> **REQUIREMENT**
Reproduce the data below line for line, leaving out the pictures.
-- Start of RECORD LIST --
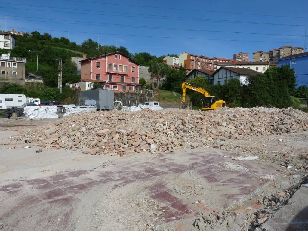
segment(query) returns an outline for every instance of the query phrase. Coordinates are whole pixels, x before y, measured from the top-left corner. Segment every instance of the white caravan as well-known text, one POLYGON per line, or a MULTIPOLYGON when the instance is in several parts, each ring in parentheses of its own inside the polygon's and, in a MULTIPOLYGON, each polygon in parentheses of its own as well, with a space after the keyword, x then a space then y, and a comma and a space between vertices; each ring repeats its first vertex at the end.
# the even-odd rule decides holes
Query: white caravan
POLYGON ((0 94, 0 109, 21 107, 26 102, 24 95, 0 94))
POLYGON ((26 97, 26 103, 34 103, 38 106, 39 106, 40 104, 41 103, 41 100, 38 99, 38 98, 28 98, 27 97, 26 97))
-- End of RECORD LIST --
> **TASK ANSWER**
segment(query) returns an outline for every instance of the query phrase. Coordinates are whole pixels, x before y, measured from the top-left corner. Segment every instance of the white caravan as well-known text, one POLYGON per line, or a MULTIPOLYGON when the instance is in several parts, each ring in parentheses of its own inside the polygon's and, in a MULTIPOLYGON, each polygon in parentheses of its own as well, with a space after the keyword, x then a space then y, and a comma and a space between vertices; each ring repeats its first vertex at the end.
# the even-odd rule decides holes
Query: white caravan
POLYGON ((0 94, 0 109, 21 107, 26 102, 24 95, 0 94))
POLYGON ((26 97, 26 103, 34 103, 38 106, 39 106, 40 104, 41 103, 41 100, 38 99, 38 98, 28 98, 27 97, 26 97))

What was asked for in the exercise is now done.